Write out the part of the listing that opens with the line containing "Reviewer note: confirm each instance of the carpeted" and closes with the line containing "pixel 231 7" as a numbered list, both of those lines included and blank lines omitted.

○ ○ ○ ○ ○ ○ ○

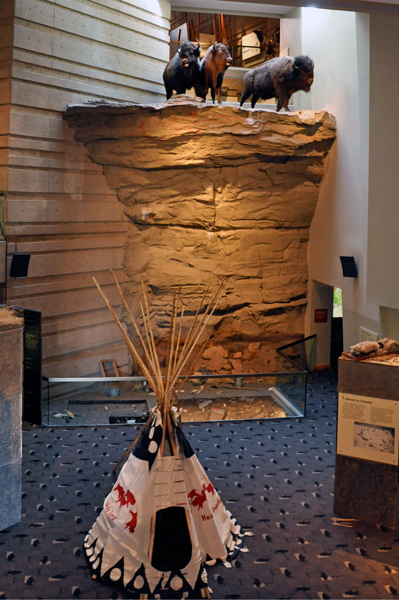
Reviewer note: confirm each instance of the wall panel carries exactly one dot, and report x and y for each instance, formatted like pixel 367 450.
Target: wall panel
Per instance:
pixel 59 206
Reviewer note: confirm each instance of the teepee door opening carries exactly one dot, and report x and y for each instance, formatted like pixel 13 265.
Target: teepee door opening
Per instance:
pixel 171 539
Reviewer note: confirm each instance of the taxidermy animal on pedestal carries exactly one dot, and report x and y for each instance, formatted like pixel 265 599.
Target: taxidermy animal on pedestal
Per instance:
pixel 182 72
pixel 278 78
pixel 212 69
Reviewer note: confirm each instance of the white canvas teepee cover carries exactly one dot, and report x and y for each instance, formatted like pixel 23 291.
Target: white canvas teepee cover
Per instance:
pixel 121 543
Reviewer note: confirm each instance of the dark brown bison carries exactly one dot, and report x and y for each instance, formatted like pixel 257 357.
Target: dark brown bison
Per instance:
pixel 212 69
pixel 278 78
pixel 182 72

○ ○ ○ ○ ○ ○ ○

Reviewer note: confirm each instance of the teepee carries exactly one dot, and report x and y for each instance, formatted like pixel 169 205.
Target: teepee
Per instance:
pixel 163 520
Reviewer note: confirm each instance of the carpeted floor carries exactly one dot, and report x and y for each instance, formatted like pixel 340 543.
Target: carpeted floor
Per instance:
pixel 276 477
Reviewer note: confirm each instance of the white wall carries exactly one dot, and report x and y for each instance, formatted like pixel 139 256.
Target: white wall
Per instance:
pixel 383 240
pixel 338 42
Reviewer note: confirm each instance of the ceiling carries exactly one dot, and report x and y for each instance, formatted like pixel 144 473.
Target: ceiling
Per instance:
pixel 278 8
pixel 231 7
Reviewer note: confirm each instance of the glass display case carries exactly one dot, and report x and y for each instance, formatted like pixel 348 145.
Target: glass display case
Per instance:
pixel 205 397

○ ○ ○ ○ ○ ○ ○

SOLUTION:
1. Reviewer note: confirm each instance of the carpeted floor carries exactly one dot, and report x and y for each instance, formatted like pixel 340 543.
2. Target: carpeted floor
3. Per instance:
4. pixel 276 477
5. Reviewer note: confirm each instance of the white wall carries exactly one dot, and report x and y for each instance, formatted like pixel 139 256.
6. Target: white wall
7. Per instance:
8. pixel 383 240
9. pixel 338 42
10. Reviewer note: confirm each instance of the ceiling carries exactly one dot, and report x and y for each instance, formatted like pixel 144 473.
11. Target: ceiling
12. Per instance:
13. pixel 278 8
14. pixel 231 7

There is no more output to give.